Task instructions: Edit everything from the start of the material down to the line containing "[448,130,577,245]", changing "bracelet" to "wristband" and keeping every other part the same.

[start of Source data]

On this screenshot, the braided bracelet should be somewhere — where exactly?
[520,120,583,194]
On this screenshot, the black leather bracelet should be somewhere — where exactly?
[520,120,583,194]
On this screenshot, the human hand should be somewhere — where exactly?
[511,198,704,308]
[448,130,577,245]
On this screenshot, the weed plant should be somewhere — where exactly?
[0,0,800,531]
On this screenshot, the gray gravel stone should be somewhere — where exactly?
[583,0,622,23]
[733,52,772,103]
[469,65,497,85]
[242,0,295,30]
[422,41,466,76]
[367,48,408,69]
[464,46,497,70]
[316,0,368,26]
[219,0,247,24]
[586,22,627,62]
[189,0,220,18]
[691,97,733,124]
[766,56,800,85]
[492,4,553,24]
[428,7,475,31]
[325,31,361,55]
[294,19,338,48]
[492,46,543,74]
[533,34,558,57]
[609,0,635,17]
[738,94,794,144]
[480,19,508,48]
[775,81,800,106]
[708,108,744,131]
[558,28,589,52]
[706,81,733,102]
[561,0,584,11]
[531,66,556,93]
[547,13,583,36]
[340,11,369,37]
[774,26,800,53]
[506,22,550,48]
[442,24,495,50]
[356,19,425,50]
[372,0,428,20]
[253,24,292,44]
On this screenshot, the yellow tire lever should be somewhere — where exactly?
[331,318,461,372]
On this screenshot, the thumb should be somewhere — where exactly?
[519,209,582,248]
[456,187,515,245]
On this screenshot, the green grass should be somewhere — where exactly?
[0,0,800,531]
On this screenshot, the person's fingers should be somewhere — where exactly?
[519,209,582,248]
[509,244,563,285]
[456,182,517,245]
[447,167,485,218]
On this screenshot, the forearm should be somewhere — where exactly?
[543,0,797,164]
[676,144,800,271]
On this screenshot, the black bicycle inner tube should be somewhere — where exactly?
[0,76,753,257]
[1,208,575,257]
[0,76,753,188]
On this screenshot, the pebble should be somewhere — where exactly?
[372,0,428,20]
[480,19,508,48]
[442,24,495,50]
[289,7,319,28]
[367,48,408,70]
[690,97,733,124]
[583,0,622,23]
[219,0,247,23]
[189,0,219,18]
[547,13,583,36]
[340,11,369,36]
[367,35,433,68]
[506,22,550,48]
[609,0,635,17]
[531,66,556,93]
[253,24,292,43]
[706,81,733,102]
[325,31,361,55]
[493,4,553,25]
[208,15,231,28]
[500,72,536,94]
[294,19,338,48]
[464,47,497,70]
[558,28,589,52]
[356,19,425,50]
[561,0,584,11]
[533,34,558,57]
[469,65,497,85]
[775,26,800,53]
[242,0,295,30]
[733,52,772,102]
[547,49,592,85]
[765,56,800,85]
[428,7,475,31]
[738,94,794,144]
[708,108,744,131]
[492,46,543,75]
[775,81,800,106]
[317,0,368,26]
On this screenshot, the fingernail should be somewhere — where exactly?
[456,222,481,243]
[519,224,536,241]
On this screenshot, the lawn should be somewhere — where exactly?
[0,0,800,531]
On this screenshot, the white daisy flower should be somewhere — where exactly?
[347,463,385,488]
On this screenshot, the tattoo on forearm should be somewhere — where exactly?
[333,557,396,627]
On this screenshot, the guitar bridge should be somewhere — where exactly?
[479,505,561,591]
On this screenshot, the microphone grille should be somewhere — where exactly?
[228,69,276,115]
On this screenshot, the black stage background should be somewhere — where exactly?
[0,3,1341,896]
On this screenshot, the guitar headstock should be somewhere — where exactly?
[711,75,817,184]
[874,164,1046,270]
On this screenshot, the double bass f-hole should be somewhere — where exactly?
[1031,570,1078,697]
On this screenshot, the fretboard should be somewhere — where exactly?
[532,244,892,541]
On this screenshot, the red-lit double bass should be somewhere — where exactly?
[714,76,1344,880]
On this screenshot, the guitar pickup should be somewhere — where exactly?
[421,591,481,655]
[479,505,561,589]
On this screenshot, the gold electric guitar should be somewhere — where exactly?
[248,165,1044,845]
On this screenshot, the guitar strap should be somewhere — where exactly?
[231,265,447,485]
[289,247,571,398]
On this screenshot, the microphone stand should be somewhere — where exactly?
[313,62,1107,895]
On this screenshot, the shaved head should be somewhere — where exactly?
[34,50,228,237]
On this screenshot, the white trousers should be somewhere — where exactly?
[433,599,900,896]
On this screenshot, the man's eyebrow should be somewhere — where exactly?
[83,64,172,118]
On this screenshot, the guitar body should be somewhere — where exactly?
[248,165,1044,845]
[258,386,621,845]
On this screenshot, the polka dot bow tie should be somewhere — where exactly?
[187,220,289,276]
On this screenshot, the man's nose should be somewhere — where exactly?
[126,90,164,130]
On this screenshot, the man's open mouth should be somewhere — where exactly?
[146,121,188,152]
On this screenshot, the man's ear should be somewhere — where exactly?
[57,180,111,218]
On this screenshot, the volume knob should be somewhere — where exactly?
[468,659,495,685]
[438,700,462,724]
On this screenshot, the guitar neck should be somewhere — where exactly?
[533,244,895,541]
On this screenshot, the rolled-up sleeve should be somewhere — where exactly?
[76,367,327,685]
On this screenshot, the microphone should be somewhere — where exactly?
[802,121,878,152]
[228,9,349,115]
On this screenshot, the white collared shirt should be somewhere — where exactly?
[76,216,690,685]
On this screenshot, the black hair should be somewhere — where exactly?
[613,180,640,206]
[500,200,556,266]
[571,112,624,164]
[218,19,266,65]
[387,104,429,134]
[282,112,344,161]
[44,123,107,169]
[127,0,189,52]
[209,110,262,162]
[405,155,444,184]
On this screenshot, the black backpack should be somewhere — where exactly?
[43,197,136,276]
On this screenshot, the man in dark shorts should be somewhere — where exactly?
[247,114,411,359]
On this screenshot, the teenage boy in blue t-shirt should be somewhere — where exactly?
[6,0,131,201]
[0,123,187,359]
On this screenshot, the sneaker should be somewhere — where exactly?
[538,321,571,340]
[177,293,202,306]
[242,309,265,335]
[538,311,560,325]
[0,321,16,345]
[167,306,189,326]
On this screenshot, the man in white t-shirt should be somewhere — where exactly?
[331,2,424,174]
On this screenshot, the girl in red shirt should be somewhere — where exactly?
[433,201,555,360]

[end of Source data]

Output for this exercise:
On this screenshot, the braided wristband should be somewhere — where exactly?
[520,120,583,194]
On this screenshot, the black leather wristband should be somewhere — where exactly?
[520,120,583,194]
On this screenshot, the human hand should be somewhere — where exactly?
[511,198,704,308]
[448,130,577,245]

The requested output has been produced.